-- Source passage --
———

You Are the Music...We're Just the Band is the third studio album by British rock band Trapeze. Recorded with producer Neil Slaven, it was released in 16 March 1972 by Threshold Records. The album was preceded by the release of the single "Coast to Coast" in 1972.

Background
You Are the Music...We're Just the Band was the last Trapeze album recorded by the lineup of Glenn Hughes, Mel Galley and Dave Holland, as Hughes left the band in 1973 to join Deep Purple. The album was also the band's first not to be produced by John Lodge, and featured a wide range of guest performers, including guitarist B. J. Cole, pianist Rod Argent and saxophonist Jimmy Hastings. Five of the album's eight songs were written by Hughes, while the other three were written by Galley and his brother Tom.

Reception

Critical reception for You Are the Music...We're Just the Band was generally positive. Variety called the album "another hard-rockin' set by Trapeze".

———

-- Data lines --
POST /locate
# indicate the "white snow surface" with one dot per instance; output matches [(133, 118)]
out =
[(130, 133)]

———

-- Your tasks --
a – Echo the passage about the Trapeze album word for word, starting with "You Are the Music...We're Just the Band is" and going on through "his brother Tom.".
b – According to the passage about the Trapeze album, which band did Glenn Hughes leave Trapeze to join in 1973?

-- Expected responses --
a –
You Are the Music...We're Just the Band is the third studio album by British rock band Trapeze. Recorded with producer Neil Slaven, it was released in 16 March 1972 by Threshold Records. The album was preceded by the release of the single "Coast to Coast" in 1972.

Background
You Are the Music...We're Just the Band was the last Trapeze album recorded by the lineup of Glenn Hughes, Mel Galley and Dave Holland, as Hughes left the band in 1973 to join Deep Purple. The album was also the band's first not to be produced by John Lodge, and featured a wide range of guest performers, including guitarist B. J. Cole, pianist Rod Argent and saxophonist Jimmy Hastings. Five of the album's eight songs were written by Hughes, while the other three were written by Galley and his brother Tom.

b – Deep Purple